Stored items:
────────────────

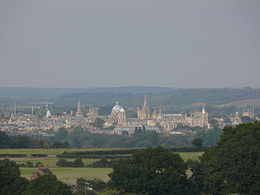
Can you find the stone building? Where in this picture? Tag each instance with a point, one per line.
(117, 114)
(144, 112)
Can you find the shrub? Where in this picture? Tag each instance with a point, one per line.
(39, 155)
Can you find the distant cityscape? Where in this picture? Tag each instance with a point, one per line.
(150, 119)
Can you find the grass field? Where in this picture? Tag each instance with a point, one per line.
(69, 175)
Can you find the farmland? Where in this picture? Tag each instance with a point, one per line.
(69, 175)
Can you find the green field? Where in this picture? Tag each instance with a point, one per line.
(69, 175)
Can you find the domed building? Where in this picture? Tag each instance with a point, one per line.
(117, 114)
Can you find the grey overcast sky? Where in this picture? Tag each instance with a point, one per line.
(80, 43)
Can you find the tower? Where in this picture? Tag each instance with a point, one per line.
(15, 109)
(79, 113)
(144, 112)
(48, 112)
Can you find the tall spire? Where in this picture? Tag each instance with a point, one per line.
(79, 113)
(203, 109)
(15, 109)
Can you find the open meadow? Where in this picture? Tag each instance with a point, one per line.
(69, 175)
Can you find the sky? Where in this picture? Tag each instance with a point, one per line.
(101, 43)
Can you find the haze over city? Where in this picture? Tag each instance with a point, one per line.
(129, 43)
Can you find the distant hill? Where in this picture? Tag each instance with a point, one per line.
(242, 103)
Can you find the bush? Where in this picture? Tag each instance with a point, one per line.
(12, 155)
(39, 155)
(29, 164)
(103, 163)
(76, 163)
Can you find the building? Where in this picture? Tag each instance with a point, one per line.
(117, 114)
(144, 112)
(78, 112)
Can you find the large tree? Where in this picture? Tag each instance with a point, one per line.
(151, 171)
(233, 165)
(10, 181)
(47, 184)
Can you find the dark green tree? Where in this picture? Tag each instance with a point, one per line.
(78, 163)
(9, 172)
(198, 142)
(5, 141)
(10, 181)
(16, 187)
(47, 184)
(151, 171)
(233, 165)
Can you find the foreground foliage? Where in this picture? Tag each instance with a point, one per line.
(233, 165)
(151, 171)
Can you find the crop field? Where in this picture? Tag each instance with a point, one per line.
(69, 175)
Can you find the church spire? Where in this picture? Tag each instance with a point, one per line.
(79, 113)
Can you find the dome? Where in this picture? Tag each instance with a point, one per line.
(116, 108)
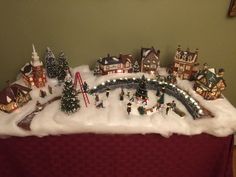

────────────────

WHAT THIS TASK INVOLVES:
Please, without any pictures, print each entry exactly.

COMPLETED TASK:
Can you find the stone building? Where in this picture? Tag each instance with a point, one per line.
(117, 114)
(144, 112)
Can you find the shrub? Where in this picture? Tag each instance with a point, one per line.
(39, 155)
Can you find the distant cityscape? Where in this picture? Tag each instance with a point, one per line.
(150, 119)
Can you find the grass field? Where in this picture? Tag each instance with a point, one per line.
(69, 175)
Can you find the farmland? Where in this picture? Tag each instance with a point, one per line.
(69, 175)
Can you find the green field? Where in this picture? Tag each instance with a point, one per line.
(69, 175)
Can you find the domed building? Where in this picture? Tag each instance with a point, one per line.
(117, 114)
Can you find the grey overcast sky? Where in this picture? Tag each instance with a point, one per line.
(80, 43)
Can you find the tower? Where in this picture? Tag each instance with a point, one per line.
(15, 109)
(79, 113)
(144, 112)
(48, 112)
Can you find the tall spire? Where in this picture? Tag each instance with a point, one per line.
(79, 113)
(203, 109)
(15, 109)
Can you find the open meadow? Where in this picture? Tag each instance with a point, one per line.
(69, 175)
Can you find the sky? Where in this picture? Tag each instance with a point, one per line.
(101, 43)
Can you find the haze over city? Where in this picture? Tag each instance with a point, one per line.
(129, 43)
Can you find the distant hill? Where in this picture? Tag each instance with a point, one per line.
(242, 103)
Can you find the bush? Where in this picture? Tag each instance with a point, one per line.
(12, 155)
(39, 155)
(29, 164)
(103, 163)
(76, 163)
Can you find the building? Where in this picture? Tag each instance with a point, one per line.
(117, 114)
(144, 112)
(78, 112)
Can you find the large tree? Where in this picture? Tag each instance with a point, one per line.
(151, 171)
(233, 165)
(10, 181)
(47, 184)
Can you find the dark green tree? Where in this picture? Tag each instance with a point, one per line.
(78, 163)
(9, 172)
(198, 142)
(5, 141)
(10, 181)
(16, 187)
(47, 184)
(151, 171)
(233, 165)
Can you find the foreground foliage? Where in this picture? Tag each instance with a point, one per line.
(233, 165)
(151, 171)
Can you find the crop field? Where in this picture? Tag each instance with a point, one per line.
(69, 175)
Can you find the church spire? Where in this picture? Tag each instance with a point, one per line.
(79, 113)
Can you find the dome? Where in this picture? Tag each instance with a point, one per line.
(116, 108)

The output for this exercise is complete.